■ Entries provided ■
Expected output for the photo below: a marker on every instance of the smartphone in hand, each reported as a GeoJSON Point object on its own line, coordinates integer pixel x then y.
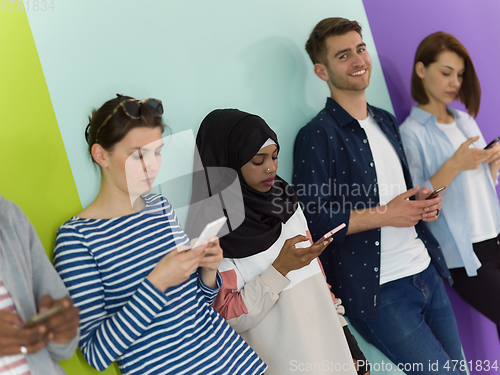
{"type": "Point", "coordinates": [330, 233]}
{"type": "Point", "coordinates": [208, 232]}
{"type": "Point", "coordinates": [435, 193]}
{"type": "Point", "coordinates": [492, 143]}
{"type": "Point", "coordinates": [39, 318]}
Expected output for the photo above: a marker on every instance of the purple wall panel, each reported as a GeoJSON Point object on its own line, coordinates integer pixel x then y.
{"type": "Point", "coordinates": [398, 27]}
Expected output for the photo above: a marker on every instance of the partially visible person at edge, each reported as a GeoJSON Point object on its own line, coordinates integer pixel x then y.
{"type": "Point", "coordinates": [29, 285]}
{"type": "Point", "coordinates": [385, 265]}
{"type": "Point", "coordinates": [445, 147]}
{"type": "Point", "coordinates": [274, 292]}
{"type": "Point", "coordinates": [143, 303]}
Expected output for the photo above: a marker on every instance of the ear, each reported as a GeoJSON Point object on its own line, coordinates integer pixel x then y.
{"type": "Point", "coordinates": [420, 69]}
{"type": "Point", "coordinates": [321, 72]}
{"type": "Point", "coordinates": [99, 154]}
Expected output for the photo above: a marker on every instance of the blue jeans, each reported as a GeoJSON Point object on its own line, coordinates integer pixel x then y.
{"type": "Point", "coordinates": [416, 328]}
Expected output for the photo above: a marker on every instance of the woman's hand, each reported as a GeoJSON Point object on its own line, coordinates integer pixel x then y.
{"type": "Point", "coordinates": [14, 335]}
{"type": "Point", "coordinates": [176, 267]}
{"type": "Point", "coordinates": [291, 258]}
{"type": "Point", "coordinates": [466, 158]}
{"type": "Point", "coordinates": [494, 160]}
{"type": "Point", "coordinates": [210, 263]}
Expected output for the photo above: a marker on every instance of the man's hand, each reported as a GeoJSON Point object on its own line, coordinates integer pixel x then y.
{"type": "Point", "coordinates": [433, 212]}
{"type": "Point", "coordinates": [13, 335]}
{"type": "Point", "coordinates": [402, 212]}
{"type": "Point", "coordinates": [63, 326]}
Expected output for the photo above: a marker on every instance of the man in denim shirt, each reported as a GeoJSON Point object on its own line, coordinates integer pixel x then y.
{"type": "Point", "coordinates": [349, 166]}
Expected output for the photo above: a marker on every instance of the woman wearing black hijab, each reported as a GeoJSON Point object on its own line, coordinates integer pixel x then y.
{"type": "Point", "coordinates": [274, 292]}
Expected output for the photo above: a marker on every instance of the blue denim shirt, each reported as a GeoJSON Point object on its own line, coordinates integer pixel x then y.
{"type": "Point", "coordinates": [334, 172]}
{"type": "Point", "coordinates": [427, 149]}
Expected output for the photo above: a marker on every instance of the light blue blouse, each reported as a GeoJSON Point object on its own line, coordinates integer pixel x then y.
{"type": "Point", "coordinates": [427, 148]}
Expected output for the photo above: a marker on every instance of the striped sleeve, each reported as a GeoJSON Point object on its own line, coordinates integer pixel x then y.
{"type": "Point", "coordinates": [104, 337]}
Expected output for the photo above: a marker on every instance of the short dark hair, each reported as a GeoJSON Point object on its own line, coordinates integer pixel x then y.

■ Work task ■
Copy all of the records verbatim, omitting the pictures.

■ Your solution ■
Expected output for the photo below: a marker on every instance of the smartphone in hand, each reported as a GeoJSON Point object on its own line, coordinates integer pixel x then y.
{"type": "Point", "coordinates": [330, 233]}
{"type": "Point", "coordinates": [208, 232]}
{"type": "Point", "coordinates": [435, 193]}
{"type": "Point", "coordinates": [492, 143]}
{"type": "Point", "coordinates": [39, 318]}
Expected output for the photo above: a marker on every instance of the purple wall panel, each reported as a GeoJSON Point object on its own line, coordinates integer pixel x then y.
{"type": "Point", "coordinates": [398, 27]}
Expected output for the photo above: a marker on every instance of the partially visible person at edge, each reported as a GeoJSON Point object on its own line, coordinates integer pixel x then y.
{"type": "Point", "coordinates": [29, 285]}
{"type": "Point", "coordinates": [385, 265]}
{"type": "Point", "coordinates": [445, 147]}
{"type": "Point", "coordinates": [274, 292]}
{"type": "Point", "coordinates": [143, 303]}
Expected output for the photo above: a marker on every instance of the ear, each reported as a GeoJSON Point object on its own line, coordinates integer pixel x then y.
{"type": "Point", "coordinates": [420, 69]}
{"type": "Point", "coordinates": [321, 72]}
{"type": "Point", "coordinates": [99, 154]}
Expected output for the photo above: a marker on every instance of the blue jeans, each reported as a GeoJSON Point object on its own line, coordinates integer pixel x then y.
{"type": "Point", "coordinates": [416, 328]}
Expected output for the photo above: a marker on every instance of the woman's hand, each reported as a GeoJSON Point object on its own line, coordinates integer pixel x then y.
{"type": "Point", "coordinates": [14, 335]}
{"type": "Point", "coordinates": [176, 267]}
{"type": "Point", "coordinates": [291, 258]}
{"type": "Point", "coordinates": [466, 158]}
{"type": "Point", "coordinates": [494, 160]}
{"type": "Point", "coordinates": [210, 263]}
Expected output for the photo above: a marker on every instance of the man's hand, each reported as a GeoJSON Point object on its own line, coordinates integer pixel x then y.
{"type": "Point", "coordinates": [433, 212]}
{"type": "Point", "coordinates": [13, 335]}
{"type": "Point", "coordinates": [402, 212]}
{"type": "Point", "coordinates": [63, 326]}
Expected output for the photo above: a marker on every instance of the man in denim shirt, each reported as a GeoJSON Point object on its own line, coordinates integer pixel x then y.
{"type": "Point", "coordinates": [349, 166]}
Expected output for the photo above: a marker on every instance of the woman wearing black hijab, each reported as a GeoJSON Point object on its own line, coordinates integer pixel x then y.
{"type": "Point", "coordinates": [274, 292]}
Expected output for the photo above: a marker on every instance of the blue denim shirt, each reported as a GeoJSON Point object on its own line, coordinates integer pixel x then y.
{"type": "Point", "coordinates": [334, 172]}
{"type": "Point", "coordinates": [427, 149]}
Expected output for the photo above: a marker on every instance of the light blue blouse, each reported as a GeoJSON Point object on its own line, coordinates integer pixel x then y.
{"type": "Point", "coordinates": [427, 148]}
Expected output for the photo above: a marker on every instance of the striped sleeve, each reported as a GeoJSON Point object on its own line, coordinates integer pixel x then y.
{"type": "Point", "coordinates": [104, 337]}
Expected output for the photo above: a marker on every instance of the short dark hair, each reported as a GeoJSON Point object on its own line, coordinates integer pixel x then y.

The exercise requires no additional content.